Render every line of the items below as a JSON list of strings, one string per line, with blank lines omitted.

━━━ Supplied material ━━━

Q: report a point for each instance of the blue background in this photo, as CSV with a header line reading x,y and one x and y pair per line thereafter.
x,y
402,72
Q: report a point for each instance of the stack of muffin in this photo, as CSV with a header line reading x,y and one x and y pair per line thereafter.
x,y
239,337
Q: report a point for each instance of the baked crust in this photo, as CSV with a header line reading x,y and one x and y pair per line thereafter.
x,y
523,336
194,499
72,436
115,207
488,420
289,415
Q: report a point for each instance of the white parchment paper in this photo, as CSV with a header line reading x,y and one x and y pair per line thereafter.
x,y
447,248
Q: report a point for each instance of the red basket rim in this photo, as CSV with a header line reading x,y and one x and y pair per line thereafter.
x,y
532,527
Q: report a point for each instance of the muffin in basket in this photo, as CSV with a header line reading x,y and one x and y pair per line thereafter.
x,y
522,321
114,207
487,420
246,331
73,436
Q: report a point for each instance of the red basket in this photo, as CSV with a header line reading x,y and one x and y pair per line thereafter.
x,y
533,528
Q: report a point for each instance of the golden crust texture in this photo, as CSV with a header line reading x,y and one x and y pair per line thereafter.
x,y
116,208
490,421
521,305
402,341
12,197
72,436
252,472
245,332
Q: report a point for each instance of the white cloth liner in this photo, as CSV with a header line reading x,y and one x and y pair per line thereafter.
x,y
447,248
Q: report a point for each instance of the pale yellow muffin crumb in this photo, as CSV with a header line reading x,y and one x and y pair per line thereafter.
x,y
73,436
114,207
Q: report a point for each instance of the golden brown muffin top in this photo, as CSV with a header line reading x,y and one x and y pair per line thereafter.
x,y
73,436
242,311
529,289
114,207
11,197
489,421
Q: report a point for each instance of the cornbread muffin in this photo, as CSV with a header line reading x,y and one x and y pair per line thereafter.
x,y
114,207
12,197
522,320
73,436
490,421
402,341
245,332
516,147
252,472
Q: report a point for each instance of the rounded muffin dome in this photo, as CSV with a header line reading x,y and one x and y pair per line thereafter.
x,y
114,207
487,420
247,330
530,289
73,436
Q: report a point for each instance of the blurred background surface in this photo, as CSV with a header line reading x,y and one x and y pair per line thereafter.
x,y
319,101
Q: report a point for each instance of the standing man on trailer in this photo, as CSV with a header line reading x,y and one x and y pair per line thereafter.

━━━

## Result for this task
[
  "Q: report a point for each instance of the blue background in this photo, as CSV with a header line reading x,y and one x and y pair per line thereafter.",
  "x,y",
  "402,72",
  "Q: report a point for each instance of the stack of muffin in this photo, as CSV with a header line reading x,y and one x and y pair per line thereafter.",
  "x,y",
  "239,337",
  "Q: report a point for each instance of the baked crust in this photo, as CSV with a header line reading x,y and one x and y pair per line thereafter.",
  "x,y",
  "523,336",
  "194,499",
  "72,436",
  "115,207",
  "488,420",
  "289,415",
  "Q: report a point for each instance of the white parchment paper in this photo, as CSV with a header line reading x,y and one x and y pair per line thereafter.",
  "x,y",
  "447,248",
  "Q: report a point for each instance of the red basket rim in this photo, as CSV with a header line reading x,y and one x and y pair per line thereafter.",
  "x,y",
  "532,527",
  "Q: report a point for each instance of the muffin in basket in this photo, as CSV with a header line reading x,y and one x and y pair per line thereafter.",
  "x,y",
  "522,321",
  "114,207",
  "487,420",
  "246,331",
  "73,436",
  "Q: report a point for each instance of the red basket in this photo, as CSV with a header line reading x,y and one x and y pair per line thereafter.",
  "x,y",
  "533,528",
  "Q: report a point for each instance of the golden crust texture in this photo, as CSV with a header line reading x,y and one x and y pair per line thereafter.",
  "x,y",
  "116,208",
  "490,421",
  "521,305",
  "402,341",
  "12,197",
  "72,436",
  "252,472",
  "245,332",
  "Q: report a point for each instance of the white cloth liner in this photo, as CSV with a header line reading x,y and one x and y pair per line thereafter.",
  "x,y",
  "447,248",
  "Q: report a point for each instance of the pale yellow muffin crumb in this photo, as CSV with a header line reading x,y and one x and y pair per line thereafter.",
  "x,y",
  "73,436",
  "114,207",
  "Q: report a point for each instance of the golden brown muffin top in this photo, as CSV with a header line reading x,y and one x and y pair per line thereafter.",
  "x,y",
  "73,436",
  "242,311",
  "529,289",
  "114,207",
  "11,197",
  "489,421",
  "Q: report a point for each instance of the cornbread muffin in this photo, as CSV with a header line reading x,y and one x and y pair per line thereafter.",
  "x,y",
  "114,207",
  "12,197",
  "522,320",
  "73,436",
  "490,421",
  "402,341",
  "245,332",
  "516,147",
  "252,472",
  "Q: report a point for each instance of the rounded muffin dome in this photo, as CSV with a header line reading x,y and one x and y pair per line thereafter.",
  "x,y",
  "114,207",
  "487,420",
  "247,330",
  "530,289",
  "73,436",
  "Q: report a point for each instance of the blurred background surface in this photo, as CSV with a header line reading x,y and one x and y pair per line thereafter.",
  "x,y",
  "319,101",
  "Q: report a point for each instance of the standing man on trailer in this photo, as CSV with a header line reading x,y and one x and y pair per line thereafter."
]